--- BEGIN Provided entries ---

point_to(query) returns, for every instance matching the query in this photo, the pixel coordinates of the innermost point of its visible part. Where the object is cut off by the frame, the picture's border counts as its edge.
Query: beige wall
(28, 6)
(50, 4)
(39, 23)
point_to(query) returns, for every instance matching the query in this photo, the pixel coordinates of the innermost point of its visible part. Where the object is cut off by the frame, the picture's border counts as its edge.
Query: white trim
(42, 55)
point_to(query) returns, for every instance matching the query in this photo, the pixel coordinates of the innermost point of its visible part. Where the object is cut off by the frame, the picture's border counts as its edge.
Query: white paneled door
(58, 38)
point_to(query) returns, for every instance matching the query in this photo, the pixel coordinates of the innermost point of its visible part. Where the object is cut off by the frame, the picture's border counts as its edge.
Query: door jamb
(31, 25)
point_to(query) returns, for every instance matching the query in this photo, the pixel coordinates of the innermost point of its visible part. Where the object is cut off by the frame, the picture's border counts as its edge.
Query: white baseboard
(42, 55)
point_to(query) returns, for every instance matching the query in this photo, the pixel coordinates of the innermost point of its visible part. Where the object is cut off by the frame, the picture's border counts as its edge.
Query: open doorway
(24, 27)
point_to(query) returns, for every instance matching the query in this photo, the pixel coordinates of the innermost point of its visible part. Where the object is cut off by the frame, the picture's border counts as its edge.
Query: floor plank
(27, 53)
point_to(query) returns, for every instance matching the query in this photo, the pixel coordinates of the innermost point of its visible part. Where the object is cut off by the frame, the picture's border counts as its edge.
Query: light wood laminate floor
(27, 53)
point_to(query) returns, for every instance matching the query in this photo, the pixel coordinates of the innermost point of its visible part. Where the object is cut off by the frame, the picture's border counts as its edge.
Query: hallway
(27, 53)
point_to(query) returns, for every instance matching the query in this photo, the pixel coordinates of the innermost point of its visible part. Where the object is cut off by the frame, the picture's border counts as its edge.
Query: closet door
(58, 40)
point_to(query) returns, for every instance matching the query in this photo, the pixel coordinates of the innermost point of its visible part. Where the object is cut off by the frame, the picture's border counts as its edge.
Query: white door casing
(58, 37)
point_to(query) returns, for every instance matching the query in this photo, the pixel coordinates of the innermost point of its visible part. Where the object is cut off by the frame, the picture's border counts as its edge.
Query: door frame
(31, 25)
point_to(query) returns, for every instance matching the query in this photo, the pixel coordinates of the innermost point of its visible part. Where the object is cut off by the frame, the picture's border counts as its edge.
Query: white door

--- END Provided entries ---

*Task details*
Restate the whole listing exactly, leaving out nothing.

*Expected answer*
point_to(query) returns, for every instance matching the query in this photo, the pixel coordinates of the innermost point of its visible part. Where the object is cut off by the frame, the picture's border counts as its edge.
Query: beige wall
(28, 6)
(50, 4)
(39, 23)
point_to(query) returns, for every instance matching the query in this photo, the pixel coordinates of the innermost point of its visible part. Where the object is cut off by the frame, the picture's border counts as its edge.
Query: white trim
(42, 55)
point_to(query) returns, for every instance matching the query in this photo, the pixel coordinates of the innermost point of its visible part. Where the object is cut off by the frame, the picture's border counts as its edge.
Query: white paneled door
(58, 38)
point_to(query) returns, for every instance matching the query in this photo, the pixel coordinates of the innermost point of its visible part. Where the object is cut off by the frame, the picture's border counts as its edge.
Query: door jamb
(31, 25)
point_to(query) returns, for every instance matching the query in this photo, the pixel coordinates of the innermost point of its visible part. Where the object is cut off by the frame, the picture's border counts as its edge.
Query: white baseboard
(42, 55)
point_to(query) returns, for every instance matching the query in this photo, the pixel coordinates of the innermost point of its visible part. Where the object is cut off by the frame, the picture's border counts as its edge.
Query: open doorway
(24, 27)
point_to(query) returns, for every instance matching the query in this photo, the pixel coordinates of the innermost point of its visible part. Where the object is cut off by the frame, the picture's border counts as its edge.
Query: floor plank
(27, 53)
point_to(query) returns, for every instance matching the query in this photo, the pixel coordinates of the innermost point of its visible part. Where the object is cut off by the frame, the picture's border counts as its edge.
Query: light wood laminate floor
(27, 53)
point_to(query) returns, for every instance matching the query in this photo, the pixel coordinates of the innermost point of its visible part. Where the object is cut off by the frame, the picture's border counts as its edge.
Query: hallway
(27, 53)
point_to(query) returns, for every instance matching the query in this photo, the pixel coordinates of the innermost point of its visible part. Where the object is cut off by the frame, the picture's border counts as its edge.
Query: closet door
(58, 40)
point_to(query) returns, for every instance matching the query in this photo, the pixel coordinates of the innermost point of its visible part. Where the object is cut off by the frame, the picture's border counts as its edge.
Query: white door casing
(58, 37)
point_to(query) returns, for every instance matching the query in this photo, the pixel coordinates of the innermost point of its visible part. Where the object is cut off by the frame, the picture's border counts as its edge.
Query: door frame
(31, 25)
point_to(query) returns, for every instance matching the query in this photo, the pixel coordinates of the innermost point of its visible part. Where the object is cut off by the frame, the picture's border counts as its edge.
Query: white door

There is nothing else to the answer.